**Short task**
Extract the full set of records, then give each one again exactly.

(Stored data)
▼
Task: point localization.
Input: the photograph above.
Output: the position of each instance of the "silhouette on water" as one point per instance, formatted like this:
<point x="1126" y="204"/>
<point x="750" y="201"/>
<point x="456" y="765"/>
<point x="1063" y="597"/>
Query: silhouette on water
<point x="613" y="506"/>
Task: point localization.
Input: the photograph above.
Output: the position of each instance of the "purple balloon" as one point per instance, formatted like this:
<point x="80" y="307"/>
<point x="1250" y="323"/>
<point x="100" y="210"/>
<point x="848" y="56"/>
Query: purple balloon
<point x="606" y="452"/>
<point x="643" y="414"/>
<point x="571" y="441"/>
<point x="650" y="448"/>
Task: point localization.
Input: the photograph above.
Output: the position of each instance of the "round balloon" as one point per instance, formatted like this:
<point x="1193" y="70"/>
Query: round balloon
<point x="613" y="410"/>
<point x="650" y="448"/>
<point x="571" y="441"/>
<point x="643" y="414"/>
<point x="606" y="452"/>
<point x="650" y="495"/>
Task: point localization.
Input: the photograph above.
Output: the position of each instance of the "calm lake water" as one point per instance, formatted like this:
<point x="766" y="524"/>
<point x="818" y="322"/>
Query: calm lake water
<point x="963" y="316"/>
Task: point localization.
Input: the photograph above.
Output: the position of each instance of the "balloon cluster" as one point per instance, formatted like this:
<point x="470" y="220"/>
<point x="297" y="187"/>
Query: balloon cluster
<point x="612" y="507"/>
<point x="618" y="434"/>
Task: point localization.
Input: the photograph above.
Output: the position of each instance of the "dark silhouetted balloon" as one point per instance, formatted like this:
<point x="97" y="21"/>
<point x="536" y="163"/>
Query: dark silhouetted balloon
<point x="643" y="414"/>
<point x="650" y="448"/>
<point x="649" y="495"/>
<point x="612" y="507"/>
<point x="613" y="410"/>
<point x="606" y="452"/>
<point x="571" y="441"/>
▲
**Solution to the exercise**
Task: point localization.
Input: the photograph above.
Output: the position of each instance of the "silhouette on water" as one point per instance, formatted like this:
<point x="1126" y="204"/>
<point x="750" y="201"/>
<point x="456" y="765"/>
<point x="1063" y="597"/>
Query: silhouette on water
<point x="613" y="506"/>
Task: point localization.
Input: the photograph above.
Output: the position of each instance of the "purple balloon" as one point per instance, formatted like this:
<point x="80" y="307"/>
<point x="1250" y="323"/>
<point x="100" y="210"/>
<point x="848" y="56"/>
Query: purple balloon
<point x="606" y="452"/>
<point x="643" y="414"/>
<point x="571" y="441"/>
<point x="650" y="448"/>
Task: point localization.
Input: the photograph above.
Output: the position of each instance of the "round balloon" as one point per instance, formatted like this:
<point x="1193" y="70"/>
Query: round balloon
<point x="613" y="410"/>
<point x="650" y="448"/>
<point x="571" y="441"/>
<point x="643" y="414"/>
<point x="606" y="452"/>
<point x="650" y="495"/>
Task: point localization.
Input: the photograph above.
Output: the position of each instance of the "calm lake water" as one point per instance, formatted like this:
<point x="766" y="524"/>
<point x="818" y="322"/>
Query: calm lake water
<point x="963" y="316"/>
Task: point localization.
Input: the photograph above.
Output: the position of each instance of the "balloon cluster" as one point per instance, formatted like this:
<point x="470" y="220"/>
<point x="297" y="187"/>
Query: balloon cluster
<point x="612" y="507"/>
<point x="618" y="434"/>
Task: point localization.
Input: the photograph above.
Output: the position of each instance of the "dark silhouetted balloon" as one point per instance, formatted like this:
<point x="97" y="21"/>
<point x="536" y="163"/>
Query: dark silhouetted balloon
<point x="643" y="414"/>
<point x="650" y="448"/>
<point x="649" y="495"/>
<point x="612" y="507"/>
<point x="613" y="410"/>
<point x="606" y="452"/>
<point x="571" y="441"/>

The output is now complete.